**Short exercise:**
Echo the items word for word, starting with the line that contains "[locate] the sign" and going on through the end of the items.
----------
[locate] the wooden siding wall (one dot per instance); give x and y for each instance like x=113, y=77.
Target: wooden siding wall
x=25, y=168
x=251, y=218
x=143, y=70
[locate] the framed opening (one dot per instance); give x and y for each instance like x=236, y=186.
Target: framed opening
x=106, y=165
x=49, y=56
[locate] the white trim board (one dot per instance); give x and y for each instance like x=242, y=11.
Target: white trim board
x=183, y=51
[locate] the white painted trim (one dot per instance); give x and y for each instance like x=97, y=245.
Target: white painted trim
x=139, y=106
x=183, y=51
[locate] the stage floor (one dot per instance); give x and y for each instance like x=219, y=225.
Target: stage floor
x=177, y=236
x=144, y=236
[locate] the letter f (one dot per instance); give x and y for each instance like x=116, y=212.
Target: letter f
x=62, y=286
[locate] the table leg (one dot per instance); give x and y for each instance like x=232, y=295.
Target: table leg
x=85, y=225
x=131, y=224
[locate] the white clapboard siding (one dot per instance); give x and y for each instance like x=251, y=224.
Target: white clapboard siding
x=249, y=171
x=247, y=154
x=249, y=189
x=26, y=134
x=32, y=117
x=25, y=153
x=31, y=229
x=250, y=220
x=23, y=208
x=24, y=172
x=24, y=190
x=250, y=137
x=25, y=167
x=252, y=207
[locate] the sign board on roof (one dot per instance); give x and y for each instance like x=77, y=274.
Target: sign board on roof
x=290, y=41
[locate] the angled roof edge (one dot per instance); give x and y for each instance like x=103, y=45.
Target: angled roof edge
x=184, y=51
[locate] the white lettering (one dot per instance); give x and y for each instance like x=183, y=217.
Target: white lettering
----------
**Response to this exercise:**
[locate] the sign board on roof (one dot per instance); give x and y for each instance like x=77, y=274.
Target: sign board on roof
x=290, y=41
[locate] the angled roof edge (one dot per instance); give x and y for each instance like x=103, y=45.
Target: angled roof edge
x=184, y=51
[locate] the white lettering (one dot per instance); give x and y for each instance like x=183, y=217.
Target: white lettering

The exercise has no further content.